ZADANIA DO WYKONANIA
1. Wypisz z wpisu o książkach fragment od "Dawno nie było" do "oby trwał nadal.".
2. W jakiej aplikacji, według wpisu o książkach, nadarzyła się okazja przeczytać za darmo książkę „Bądź moim światłem”?
3. Napisz dalszą część wpisu o książkach, zaczynając od miejsca, w którym się kończy.

TEKST ŹRÓDŁOWY
Dawno nie było typowo książkowego wpisu i szczerze mówiąc troszkę się stęskniłam ;) A i lektur kilka się uzbierało w ostatnim czasie. To był dobry czas dla mojego czytania i oby trwał nadal.
Ta książka przeleżała na półce prawie rok, czekając aż zostanie przeczytana. Ja już tak mam, że kupię gdzieś w jakimś markecie w "dobrej cenie" i niech czeka na odpowiedni czas ;) Nie do końca potem byłam do niej przekonana, ale okazało się, że bardzo wciągająca fabuła. Główna bohaterka jest szczęśliwą mężatką, wiedzie ustabilizowane i spokojne życie. Od dokładnie stu dni ma fajnego, dobrego i poczciwego męża, aż tu nagle na jej drodze pojawia się były chłopak, wielka i szalona miłość. Zaczynają razem pracować, powracają dawno schowane uczucia i dylemat... którego tak naprawdę kocha? Bo z jednym jest dobrze, przewidywalnie, spokojnie i swojsko, a z drugim jest ten poryw serca, te emocje.... No więcej Wam nie zdradzę, tak na wszelki wypadek, gdyby ktoś chciał przeczytać ;) Lubię jak fabuła wciągnie, jak czekam na decyzję bohaterki, bo wiem, że jakby nie wybrała, to ktoś będzie cierpiał....wiadomo, tak to przeważnie w trójkątach bywa. I ta niepewność, czy to mleko się rozleje? Czy tajemnica wyjdzie na jaw, kto dowie się pierwszy..... Niby typowo babska literatura, ale z serii takiej, z którą można w jakiś sposób się utożsamiać. Narracja poprowadzona tak, abyśmy poznały wątpliwości i rozterki bohaterki, nic i nikt nie jest czarno-biały. Bo każdy bohater ma jakieś zalety i jakieś wady.... Polecam "Sto dni po ślubie" autorstwa Emily Giffin ;)
Druga książka jest w bardzo podobnym tonie. Na razie nie planowałam jej czytać, chociaż gdzieś tam była na mojej liście "do przeczytania". Jednak nadarzyła się okazja przeczytać ją za darmo w aplikacji woblink, więc poszłam za ciosem ;) I wciągnęło mnie totalnie! A chodzi tutaj o książkę Agaty Przybyłek "Bądź moim światłem".

PRZEKAZANE DANE
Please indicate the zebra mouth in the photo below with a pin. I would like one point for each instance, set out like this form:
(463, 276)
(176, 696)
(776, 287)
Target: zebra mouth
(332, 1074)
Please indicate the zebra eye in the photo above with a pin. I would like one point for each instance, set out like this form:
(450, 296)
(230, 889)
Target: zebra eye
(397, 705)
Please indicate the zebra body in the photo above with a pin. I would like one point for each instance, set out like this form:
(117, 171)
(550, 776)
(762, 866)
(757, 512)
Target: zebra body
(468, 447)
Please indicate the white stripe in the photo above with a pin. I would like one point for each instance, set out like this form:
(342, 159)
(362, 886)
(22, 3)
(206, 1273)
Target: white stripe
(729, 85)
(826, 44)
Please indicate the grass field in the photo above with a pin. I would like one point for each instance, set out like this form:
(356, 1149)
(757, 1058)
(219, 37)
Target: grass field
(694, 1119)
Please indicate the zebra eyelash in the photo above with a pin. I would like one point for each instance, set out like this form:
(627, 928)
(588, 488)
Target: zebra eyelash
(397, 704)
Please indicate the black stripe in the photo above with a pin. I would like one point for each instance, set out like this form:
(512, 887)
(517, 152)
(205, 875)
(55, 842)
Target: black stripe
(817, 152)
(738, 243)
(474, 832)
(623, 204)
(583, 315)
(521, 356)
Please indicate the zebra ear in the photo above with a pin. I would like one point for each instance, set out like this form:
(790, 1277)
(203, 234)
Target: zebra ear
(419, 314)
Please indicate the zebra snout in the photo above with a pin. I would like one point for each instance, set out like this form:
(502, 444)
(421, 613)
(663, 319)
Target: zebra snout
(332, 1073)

WYNIKI
1.
Dawno nie było typowo książkowego wpisu i szczerze mówiąc troszkę się stęskniłam ;) A i lektur kilka się uzbierało w ostatnim czasie. To był dobry czas dla mojego czytania i oby trwał nadal.

2. W aplikacji woblink.

3.
Trochę byłam na nie, bo książka promowana była na IG jako lektura o tematyce świątecznej, a dwie takie pozycje w ostatnim czasie przeczytałam. Na szczęście się przemogłam. Książka do przeczytania w każdej porze roku, zdecydowanie nie zaliczam jej do tych świątecznych. Główna bohaterka wiedzie spokojne życie u boku męża, który jest niepełnosprawny. Facet niepogodzony ze swoim losem, wredny i uprzykrzający życie swojej żonie... Ale ona ze spokojem znosi jego depresję, ponieważ przed laty mu ślubowała, że w zdrowiu i chorobie.... Bo chce być lojalna, bo pamięta te dobre czasy, kiedy razem się śmiali i byli szczęśliwi. Jednak pewnego dnia poznaje mężczyznę, który od razu sprawia wrażenie pokrewnej duszy... Który zaczyna ją fascynować, który pokazuje, że życie się nie skończyło, że są powody do uśmiechu, do rozmów, spacerów.... I tak samo jak w poprzedniej lekturze, czytelnik od razu jest wciągnięty w fabułę, czeka na to, jak daleko posunie się bohaterka, kiedy pewne sprawy wyjdą na jaw, kto dowie się pierwszy, czy będzie lojalna wobec męża czy pójdzie za swoim szczęściem. I najważniejsze pytanie: kto na końcu będzie cierpiał? Bo to akurat jest pewne, że ktoś będzie miał pecha, albo któryś z mężczyzn, albo dziewczyna, która każdą swoją decyzję obkupi żalem..... Jeżeli lubicie taką tematykę, to lekturę polecam. Ogólnie z każdą następną książką, Agatę Przybyłek lubię bardziej. Po mieszanych uczuciach związanych z jej debiutancką książką "Nie zmienił się tylko blond", z każdą kolejną lekturą jest lepiej i ciekawiej. Cieszę się, że wiele jej książek przede mną, obserwuję pisarkę w mediach społecznościowych i wiem, że pisze już kolejne książki ;)
Chociaż nadal mam trudność z przestawieniem się na czytanie e-booków, bo co papierowa książka to papierowa książka, to za sprawą aplikacji woblink przeczytałam jeszcze jedną ciekawą pozycję. Jednak o niej innym razem ;) Z aplikacji korzystam na tablecie i niestety uważam, że nie jest on najwygodniejszą formą czytania książek, zwłaszcza w tramwaju. Jest dosyć duży i ciężki, ale przeszkadza mi najbardziej to, że w błyszczącym ekranie odbija mi się oświetlenie albo słońce. Za to ma jedną niezaprzeczalną zaletę, można czytać w nocy w łóżeczku przy zgaszonym świetle ;) Zatem, jak zawsze w życiu, coś za coś!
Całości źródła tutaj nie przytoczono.